Der aus der Handlung nicht erklärbare
Originaltitel „Seven Pounds" erinnert nicht von ungefähr an „21 Gramm" (2003) von Alejandro González
Iñárritu. Schuldverstrickung, Schicksalsbegegnungen und eine Herztransplantantion
spielen wieder eine gewichtige Rolle. Dazu adaptierte Regisseur Gabriele Muccino
die komplizierte, zeitlich vor- und zurückspringende Erzählstruktur
von Iñárritus Meisterwerk, ein Verfahren, das er nach einiger
Zeit mehr oder weniger über den Haufen wirft.

> **Datenzeilen**
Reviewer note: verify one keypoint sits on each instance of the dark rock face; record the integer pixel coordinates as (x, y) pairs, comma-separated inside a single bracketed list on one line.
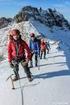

> **Aufgabenstellung**
An welchen Film erinnert der Originaltitel „Seven Pounds“ laut dem Lesetext?

> **Vollständige Ausgabe**
An „21 Gramm“ (2003) von Alejandro González Iñárritu.